Yapılacak işler.
1) Bursa Edebiyat Günleri hakkındaki metinde adı geçen ayları sıralayın; her ayı yalnızca bir kez yazın.
2) Bursa Edebiyat Günleri hakkındaki metni son cümlesinden sonra birkaç cümleyle sürdürün.

Alıntı metin.

****

|
|
|
(yazarı saptanamadı)
05.01.2006
İlki 1996 yılında düzenlenen
Bursa Edebiyat Günleri'nin onuncusu ve belki de sonuncusu, 23-24 Aralık 2005
günlerinde gerçekleştirilmiştir.
Geçmiş yıllarda Büyükşehir
Belediyesi BKTSV (Bursa Kültür Sanat ve Turizm Vakfı) tarafından
gerçekleştirilen etkinlik, bu yıl, kağıt üzerindeki verilere (ilan, afiş
vb.) göre, Büyükşehir Belediyesi tarafından organize edildi. Gerçi
görünürdeki bu değişim fiiliyatta geçerli değildi. Çünkü gerek
organizasyonun arka plânını çekip çevirenler, gerekse davetli şair-yazarlar,
geçmiş yılların olumsuzluğunu taşıyordu.
Peki, genel intibaya göre
organizasyonu ve katılımcı ekibi değişmeyen Bursa Edebiyat Günleri’nin
sonuncusunda değişen bir şeyler yok muydu? Elbette vardı: etkinlik
formatının değişmesi bunlardan birincisidir. Zira, şimdiye kadar bu
etkinlik, Nisan-Mayıs ayları içinde yapılıyordu. Bu yıl Aralık ayının son
haftasına sıkıştırılması, yasak savma ve bir şeyleri aklama düşüncesinin bir
tezahürü değil miydi?

****

Sağlanan veriler.
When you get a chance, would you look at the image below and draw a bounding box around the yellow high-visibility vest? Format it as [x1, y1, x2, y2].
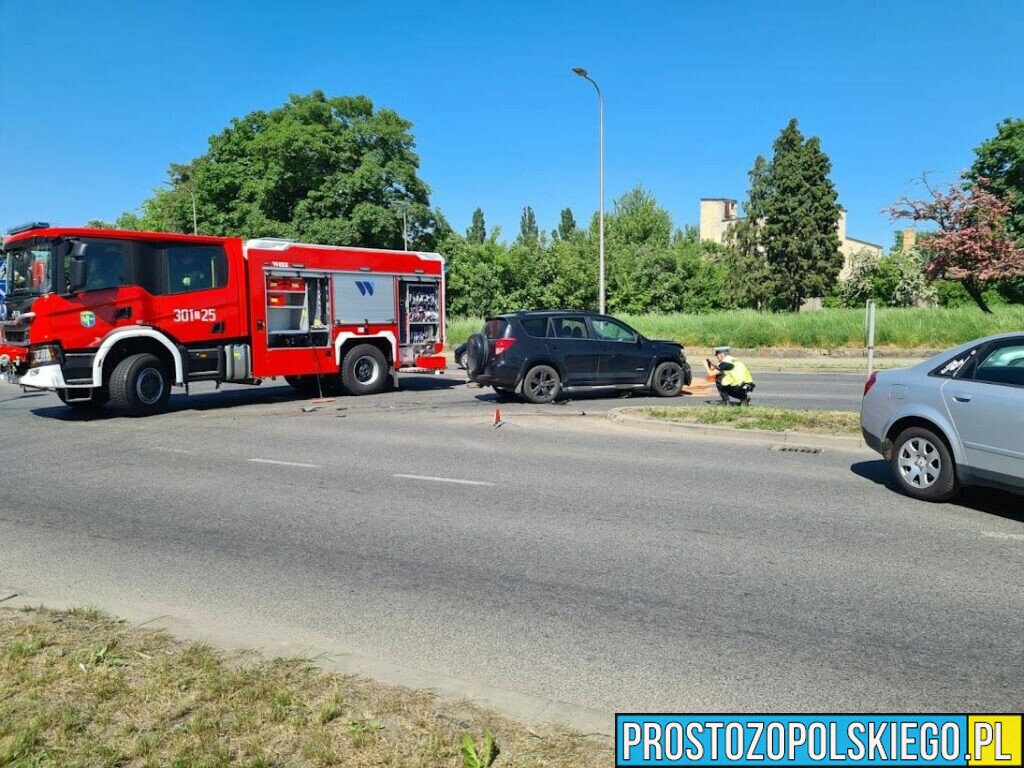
[722, 357, 754, 387]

****

Görev yanıtları.
1) Aralık, Nisan, Mayıs

2)
Bu arada,
pek çok problemi taşımış olmalarıyla birlikte, ilk dokuz etkinlik, ana
gövdeyi oluşturan üç günlük sempozyumun yanı sıra konser ve sergilerle halka
açık okumalar şeklinde gerçekleştirilmişti. Sonuncu Edebiyat Günleri ise
güdükleştirilmiş bir nitelik sergiliyordu. Öyle ki, etkinlik bir buçuk
günlük bir süreyle sınırlandırılmıştı.
Bu bir yana, yeni formata "imza günü" adı
altında, piyasaya hakim birkaç medya grubuyla bağlantılı? seçilmiş bir iki
yayınevine ait birkaç masalık tezgâhın eklenivermesi, programın hangi amaca
hizmet ettiği konusunda tereddütler oluşturuyordu? Üstelik davetli pek çok
şair ve yazarın bu yayınevlerinden eser yayımlamış olmaları, bir kısmının
malûm medya kuruluşlarını temsil pozisyonunda bulunması, tereddütleri
artırıyordu.
Sonuncu
Bursa Edebiyat Günleri’nde görülen bir diğer değişiklik, kalitesizliğin
iyice artması, deyim yerindeyse zirveye çıkmasıydı. Bunu, etkinliğin
yıllardan beri temcit pilavı gibi öne sürülen amaçlarına temas ederek
açıklamaya çalışalım.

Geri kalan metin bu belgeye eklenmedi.